* **Exercise details**:
From the listing below, copy out word for word every line between the line containing "Place a point on the person" and the line containing "<point>51,33</point>", both included.

[Location identification entries]

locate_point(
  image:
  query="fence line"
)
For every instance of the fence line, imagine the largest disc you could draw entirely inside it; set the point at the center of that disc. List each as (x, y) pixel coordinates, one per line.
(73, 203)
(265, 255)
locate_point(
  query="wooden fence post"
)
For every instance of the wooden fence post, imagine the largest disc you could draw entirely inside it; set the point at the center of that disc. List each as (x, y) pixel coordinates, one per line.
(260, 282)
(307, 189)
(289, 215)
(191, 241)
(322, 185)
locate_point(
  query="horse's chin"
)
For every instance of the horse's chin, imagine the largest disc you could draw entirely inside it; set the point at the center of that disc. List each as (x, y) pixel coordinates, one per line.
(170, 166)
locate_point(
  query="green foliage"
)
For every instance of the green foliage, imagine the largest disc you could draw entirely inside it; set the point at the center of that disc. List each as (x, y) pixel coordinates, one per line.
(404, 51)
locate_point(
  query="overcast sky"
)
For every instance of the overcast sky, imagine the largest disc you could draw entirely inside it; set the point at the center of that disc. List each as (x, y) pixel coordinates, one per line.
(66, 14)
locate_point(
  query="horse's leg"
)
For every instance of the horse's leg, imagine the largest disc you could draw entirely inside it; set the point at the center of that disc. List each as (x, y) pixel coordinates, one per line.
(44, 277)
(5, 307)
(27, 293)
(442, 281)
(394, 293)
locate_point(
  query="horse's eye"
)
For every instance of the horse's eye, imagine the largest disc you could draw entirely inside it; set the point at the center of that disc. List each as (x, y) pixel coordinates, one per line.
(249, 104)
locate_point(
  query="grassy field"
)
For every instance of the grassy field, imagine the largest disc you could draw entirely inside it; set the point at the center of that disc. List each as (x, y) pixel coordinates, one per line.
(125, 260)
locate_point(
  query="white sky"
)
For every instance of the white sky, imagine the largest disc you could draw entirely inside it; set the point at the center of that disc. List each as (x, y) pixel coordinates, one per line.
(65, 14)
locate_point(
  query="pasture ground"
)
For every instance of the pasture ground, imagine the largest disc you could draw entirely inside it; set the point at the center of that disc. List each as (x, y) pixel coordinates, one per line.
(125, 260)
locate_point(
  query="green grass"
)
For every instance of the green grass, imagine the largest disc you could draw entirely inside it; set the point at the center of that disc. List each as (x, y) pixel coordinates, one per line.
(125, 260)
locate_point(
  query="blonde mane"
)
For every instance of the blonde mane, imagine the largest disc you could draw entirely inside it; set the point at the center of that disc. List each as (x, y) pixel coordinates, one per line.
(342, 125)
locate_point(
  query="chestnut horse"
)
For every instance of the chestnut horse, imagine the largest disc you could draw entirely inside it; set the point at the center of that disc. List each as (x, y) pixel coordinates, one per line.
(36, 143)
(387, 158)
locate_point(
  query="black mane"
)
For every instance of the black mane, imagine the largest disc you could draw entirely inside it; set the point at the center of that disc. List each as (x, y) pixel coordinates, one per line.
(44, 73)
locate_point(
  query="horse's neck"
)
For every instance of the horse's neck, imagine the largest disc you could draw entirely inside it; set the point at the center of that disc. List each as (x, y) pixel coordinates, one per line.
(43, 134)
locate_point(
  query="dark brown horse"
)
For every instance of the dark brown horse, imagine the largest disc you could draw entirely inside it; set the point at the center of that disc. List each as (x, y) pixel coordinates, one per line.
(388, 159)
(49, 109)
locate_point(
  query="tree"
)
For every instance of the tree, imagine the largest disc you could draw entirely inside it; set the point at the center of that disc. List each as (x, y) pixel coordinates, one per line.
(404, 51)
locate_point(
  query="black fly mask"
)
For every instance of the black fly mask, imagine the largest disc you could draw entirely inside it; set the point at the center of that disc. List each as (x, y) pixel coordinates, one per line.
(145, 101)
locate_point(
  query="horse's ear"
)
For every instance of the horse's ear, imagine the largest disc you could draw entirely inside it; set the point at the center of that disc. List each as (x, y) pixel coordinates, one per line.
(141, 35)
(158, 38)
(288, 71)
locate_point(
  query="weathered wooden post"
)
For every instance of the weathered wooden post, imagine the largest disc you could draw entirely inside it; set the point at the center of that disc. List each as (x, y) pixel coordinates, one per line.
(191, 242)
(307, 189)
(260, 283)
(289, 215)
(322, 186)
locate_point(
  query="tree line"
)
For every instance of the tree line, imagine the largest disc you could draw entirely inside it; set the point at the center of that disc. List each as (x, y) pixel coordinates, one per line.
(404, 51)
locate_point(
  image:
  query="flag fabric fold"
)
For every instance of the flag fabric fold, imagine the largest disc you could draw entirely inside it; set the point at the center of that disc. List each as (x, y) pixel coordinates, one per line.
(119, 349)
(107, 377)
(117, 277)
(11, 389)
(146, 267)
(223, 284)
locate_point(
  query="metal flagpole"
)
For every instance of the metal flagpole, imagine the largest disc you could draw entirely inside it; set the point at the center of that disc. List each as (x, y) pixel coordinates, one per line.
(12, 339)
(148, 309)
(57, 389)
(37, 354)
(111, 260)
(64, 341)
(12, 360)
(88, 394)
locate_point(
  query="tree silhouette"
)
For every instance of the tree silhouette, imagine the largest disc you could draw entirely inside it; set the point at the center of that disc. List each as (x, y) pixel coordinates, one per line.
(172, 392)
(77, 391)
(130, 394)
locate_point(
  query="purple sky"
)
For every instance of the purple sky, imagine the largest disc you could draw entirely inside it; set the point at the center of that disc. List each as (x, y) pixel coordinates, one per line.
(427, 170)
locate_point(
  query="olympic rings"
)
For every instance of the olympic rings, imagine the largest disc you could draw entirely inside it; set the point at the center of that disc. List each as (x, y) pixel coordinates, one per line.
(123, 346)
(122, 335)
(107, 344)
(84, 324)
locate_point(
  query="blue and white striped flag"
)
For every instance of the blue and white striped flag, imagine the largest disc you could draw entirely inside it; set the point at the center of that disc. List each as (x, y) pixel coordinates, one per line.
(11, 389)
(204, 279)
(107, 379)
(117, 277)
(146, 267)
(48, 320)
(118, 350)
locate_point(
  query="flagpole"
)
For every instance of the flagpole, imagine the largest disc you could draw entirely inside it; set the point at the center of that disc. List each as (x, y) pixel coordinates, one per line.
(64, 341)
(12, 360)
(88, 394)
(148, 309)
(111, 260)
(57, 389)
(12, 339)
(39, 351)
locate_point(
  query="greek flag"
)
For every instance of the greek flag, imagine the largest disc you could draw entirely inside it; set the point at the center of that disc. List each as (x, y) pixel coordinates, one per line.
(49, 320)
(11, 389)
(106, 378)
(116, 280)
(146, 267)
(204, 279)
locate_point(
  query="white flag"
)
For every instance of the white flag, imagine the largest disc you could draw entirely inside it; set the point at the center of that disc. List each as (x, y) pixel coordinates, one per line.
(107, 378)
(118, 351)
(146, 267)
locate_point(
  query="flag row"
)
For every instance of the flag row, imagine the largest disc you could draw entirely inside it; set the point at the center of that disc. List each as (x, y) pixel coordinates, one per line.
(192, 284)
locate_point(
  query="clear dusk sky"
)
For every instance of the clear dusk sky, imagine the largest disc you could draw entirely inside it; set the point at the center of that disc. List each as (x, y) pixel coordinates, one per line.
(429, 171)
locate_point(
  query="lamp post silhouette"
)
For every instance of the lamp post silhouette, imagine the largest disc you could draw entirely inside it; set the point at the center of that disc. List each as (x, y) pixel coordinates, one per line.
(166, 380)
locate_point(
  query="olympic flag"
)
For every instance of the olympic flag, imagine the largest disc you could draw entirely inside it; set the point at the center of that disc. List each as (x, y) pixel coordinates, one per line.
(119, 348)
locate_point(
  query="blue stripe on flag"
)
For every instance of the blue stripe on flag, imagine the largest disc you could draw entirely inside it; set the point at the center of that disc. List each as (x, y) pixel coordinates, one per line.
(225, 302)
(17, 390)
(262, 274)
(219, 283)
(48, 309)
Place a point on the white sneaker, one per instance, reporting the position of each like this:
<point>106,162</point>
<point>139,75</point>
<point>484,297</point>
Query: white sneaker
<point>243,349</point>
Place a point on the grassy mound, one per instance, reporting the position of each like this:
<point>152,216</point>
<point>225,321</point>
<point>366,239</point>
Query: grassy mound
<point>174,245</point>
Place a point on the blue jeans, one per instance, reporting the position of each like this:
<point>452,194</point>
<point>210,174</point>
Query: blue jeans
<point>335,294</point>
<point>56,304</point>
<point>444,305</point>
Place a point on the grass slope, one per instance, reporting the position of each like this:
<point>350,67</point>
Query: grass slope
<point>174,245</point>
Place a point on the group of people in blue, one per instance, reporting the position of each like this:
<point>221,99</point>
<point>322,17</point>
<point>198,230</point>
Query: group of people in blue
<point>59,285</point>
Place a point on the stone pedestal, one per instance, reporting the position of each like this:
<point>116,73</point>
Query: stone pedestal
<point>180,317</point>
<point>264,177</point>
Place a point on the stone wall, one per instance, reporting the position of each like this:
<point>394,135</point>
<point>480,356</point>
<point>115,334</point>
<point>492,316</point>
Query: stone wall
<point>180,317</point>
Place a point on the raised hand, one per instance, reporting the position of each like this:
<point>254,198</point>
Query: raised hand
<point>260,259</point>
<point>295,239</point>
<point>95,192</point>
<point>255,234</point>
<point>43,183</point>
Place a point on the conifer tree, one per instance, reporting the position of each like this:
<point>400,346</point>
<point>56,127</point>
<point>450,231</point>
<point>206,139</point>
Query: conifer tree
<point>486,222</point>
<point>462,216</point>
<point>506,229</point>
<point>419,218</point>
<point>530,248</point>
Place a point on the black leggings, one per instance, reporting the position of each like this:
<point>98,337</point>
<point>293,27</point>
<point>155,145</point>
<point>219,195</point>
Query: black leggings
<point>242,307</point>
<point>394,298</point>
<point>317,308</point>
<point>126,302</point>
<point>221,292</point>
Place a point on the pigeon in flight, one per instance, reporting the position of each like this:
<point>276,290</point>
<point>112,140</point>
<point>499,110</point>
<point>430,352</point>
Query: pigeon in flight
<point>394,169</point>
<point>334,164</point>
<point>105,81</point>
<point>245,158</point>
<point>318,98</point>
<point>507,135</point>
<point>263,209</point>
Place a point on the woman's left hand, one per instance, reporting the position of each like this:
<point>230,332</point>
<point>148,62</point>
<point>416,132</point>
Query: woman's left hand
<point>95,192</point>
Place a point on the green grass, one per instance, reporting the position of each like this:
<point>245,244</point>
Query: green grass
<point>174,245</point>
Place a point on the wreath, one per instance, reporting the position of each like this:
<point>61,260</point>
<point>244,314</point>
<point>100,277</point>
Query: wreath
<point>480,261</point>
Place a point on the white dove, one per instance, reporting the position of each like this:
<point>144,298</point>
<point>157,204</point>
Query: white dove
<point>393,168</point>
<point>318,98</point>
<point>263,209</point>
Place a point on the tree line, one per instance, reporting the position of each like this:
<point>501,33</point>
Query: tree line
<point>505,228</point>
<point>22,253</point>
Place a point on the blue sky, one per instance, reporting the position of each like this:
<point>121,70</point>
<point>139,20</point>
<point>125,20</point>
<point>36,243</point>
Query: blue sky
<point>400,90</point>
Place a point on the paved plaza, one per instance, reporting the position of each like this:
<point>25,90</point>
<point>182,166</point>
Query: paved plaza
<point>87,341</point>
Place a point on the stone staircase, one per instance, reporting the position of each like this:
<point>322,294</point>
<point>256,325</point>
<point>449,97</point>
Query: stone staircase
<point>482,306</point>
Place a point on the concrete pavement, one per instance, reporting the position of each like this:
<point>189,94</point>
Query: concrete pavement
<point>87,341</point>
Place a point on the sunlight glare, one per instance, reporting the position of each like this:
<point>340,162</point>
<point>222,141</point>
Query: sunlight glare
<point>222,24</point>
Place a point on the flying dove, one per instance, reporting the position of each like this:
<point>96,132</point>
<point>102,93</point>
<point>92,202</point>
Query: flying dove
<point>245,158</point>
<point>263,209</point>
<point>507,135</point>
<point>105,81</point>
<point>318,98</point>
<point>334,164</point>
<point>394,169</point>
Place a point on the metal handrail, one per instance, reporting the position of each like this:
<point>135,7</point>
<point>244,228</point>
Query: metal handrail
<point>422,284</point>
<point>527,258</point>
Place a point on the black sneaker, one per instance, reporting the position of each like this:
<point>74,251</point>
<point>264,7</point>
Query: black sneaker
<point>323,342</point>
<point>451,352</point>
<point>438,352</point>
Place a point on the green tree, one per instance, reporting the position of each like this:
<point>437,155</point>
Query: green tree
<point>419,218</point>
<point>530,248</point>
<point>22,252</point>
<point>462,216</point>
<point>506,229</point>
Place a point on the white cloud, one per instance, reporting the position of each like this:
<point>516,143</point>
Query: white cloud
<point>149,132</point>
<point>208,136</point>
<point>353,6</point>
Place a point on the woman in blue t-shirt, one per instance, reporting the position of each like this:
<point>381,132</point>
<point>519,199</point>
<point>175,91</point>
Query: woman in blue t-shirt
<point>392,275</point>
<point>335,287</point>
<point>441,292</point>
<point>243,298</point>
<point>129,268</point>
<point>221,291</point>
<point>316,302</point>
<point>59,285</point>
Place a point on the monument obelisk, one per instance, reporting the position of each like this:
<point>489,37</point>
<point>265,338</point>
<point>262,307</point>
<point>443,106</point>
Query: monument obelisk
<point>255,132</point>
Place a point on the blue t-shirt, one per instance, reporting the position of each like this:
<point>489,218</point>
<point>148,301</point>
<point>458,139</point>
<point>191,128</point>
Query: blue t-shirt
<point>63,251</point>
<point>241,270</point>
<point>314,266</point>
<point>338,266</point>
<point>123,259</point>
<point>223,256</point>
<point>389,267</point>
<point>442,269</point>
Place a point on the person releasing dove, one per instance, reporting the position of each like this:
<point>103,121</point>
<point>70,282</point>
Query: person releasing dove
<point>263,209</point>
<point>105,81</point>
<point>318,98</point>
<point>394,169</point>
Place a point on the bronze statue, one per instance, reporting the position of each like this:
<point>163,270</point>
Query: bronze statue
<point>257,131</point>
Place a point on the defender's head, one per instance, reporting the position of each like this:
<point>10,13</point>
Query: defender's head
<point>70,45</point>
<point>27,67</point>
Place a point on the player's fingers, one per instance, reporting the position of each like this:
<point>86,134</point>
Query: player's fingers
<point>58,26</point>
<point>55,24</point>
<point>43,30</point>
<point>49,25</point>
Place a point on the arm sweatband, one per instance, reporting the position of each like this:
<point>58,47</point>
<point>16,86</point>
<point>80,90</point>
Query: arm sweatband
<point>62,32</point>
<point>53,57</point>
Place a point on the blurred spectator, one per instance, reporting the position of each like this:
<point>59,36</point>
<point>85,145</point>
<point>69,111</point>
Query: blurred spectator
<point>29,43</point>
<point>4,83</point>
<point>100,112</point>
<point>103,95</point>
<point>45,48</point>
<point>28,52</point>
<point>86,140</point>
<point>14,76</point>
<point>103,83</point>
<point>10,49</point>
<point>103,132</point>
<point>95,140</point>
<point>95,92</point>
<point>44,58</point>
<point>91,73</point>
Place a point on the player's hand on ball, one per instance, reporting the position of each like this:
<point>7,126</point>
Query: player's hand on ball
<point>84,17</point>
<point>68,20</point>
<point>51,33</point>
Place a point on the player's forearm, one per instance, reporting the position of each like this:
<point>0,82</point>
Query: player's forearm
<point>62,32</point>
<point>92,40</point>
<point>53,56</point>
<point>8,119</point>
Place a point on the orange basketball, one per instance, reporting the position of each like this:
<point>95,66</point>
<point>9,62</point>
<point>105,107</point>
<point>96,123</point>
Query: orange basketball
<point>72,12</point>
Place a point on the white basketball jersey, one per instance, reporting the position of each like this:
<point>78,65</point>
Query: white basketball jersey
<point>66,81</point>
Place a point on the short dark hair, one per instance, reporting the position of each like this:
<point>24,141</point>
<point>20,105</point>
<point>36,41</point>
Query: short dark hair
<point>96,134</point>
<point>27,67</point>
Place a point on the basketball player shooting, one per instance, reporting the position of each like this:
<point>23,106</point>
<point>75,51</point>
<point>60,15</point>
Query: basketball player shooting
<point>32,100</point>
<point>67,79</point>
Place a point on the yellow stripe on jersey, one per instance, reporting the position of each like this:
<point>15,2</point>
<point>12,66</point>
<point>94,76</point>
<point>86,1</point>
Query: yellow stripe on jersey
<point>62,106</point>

* **Response**:
Place a point on the person releasing dove, one per instance, reporting the position of each like this:
<point>103,121</point>
<point>70,282</point>
Query: person releasing dove
<point>263,209</point>
<point>105,81</point>
<point>318,98</point>
<point>394,169</point>
Place a point on the bronze statue, one per instance, reporting the position of each like this:
<point>163,270</point>
Query: bronze statue
<point>257,131</point>
Place a point on the defender's head, one per instance, reporting the position of each like this:
<point>10,13</point>
Query: defender's head
<point>70,45</point>
<point>27,67</point>
Place a point on the player's fingers, one per instance, reporting the position of each like this:
<point>86,134</point>
Query: player's fingers
<point>58,26</point>
<point>55,24</point>
<point>43,30</point>
<point>49,25</point>
Place a point on the arm sweatband, one per instance, reporting the position of each like this:
<point>58,47</point>
<point>16,86</point>
<point>80,90</point>
Query: arm sweatband
<point>62,32</point>
<point>53,57</point>
Place a point on the blurred spectator, one per instance, reporting the position of each like this:
<point>59,36</point>
<point>85,145</point>
<point>69,111</point>
Query: blurred spectator
<point>29,43</point>
<point>4,83</point>
<point>100,112</point>
<point>103,95</point>
<point>45,48</point>
<point>28,52</point>
<point>86,140</point>
<point>14,76</point>
<point>103,83</point>
<point>10,49</point>
<point>103,132</point>
<point>95,140</point>
<point>95,92</point>
<point>44,58</point>
<point>91,73</point>
Place a point on the player's hand on ball, one per instance, reporting the position of each like this:
<point>7,126</point>
Query: player's hand on ball
<point>84,17</point>
<point>68,20</point>
<point>51,33</point>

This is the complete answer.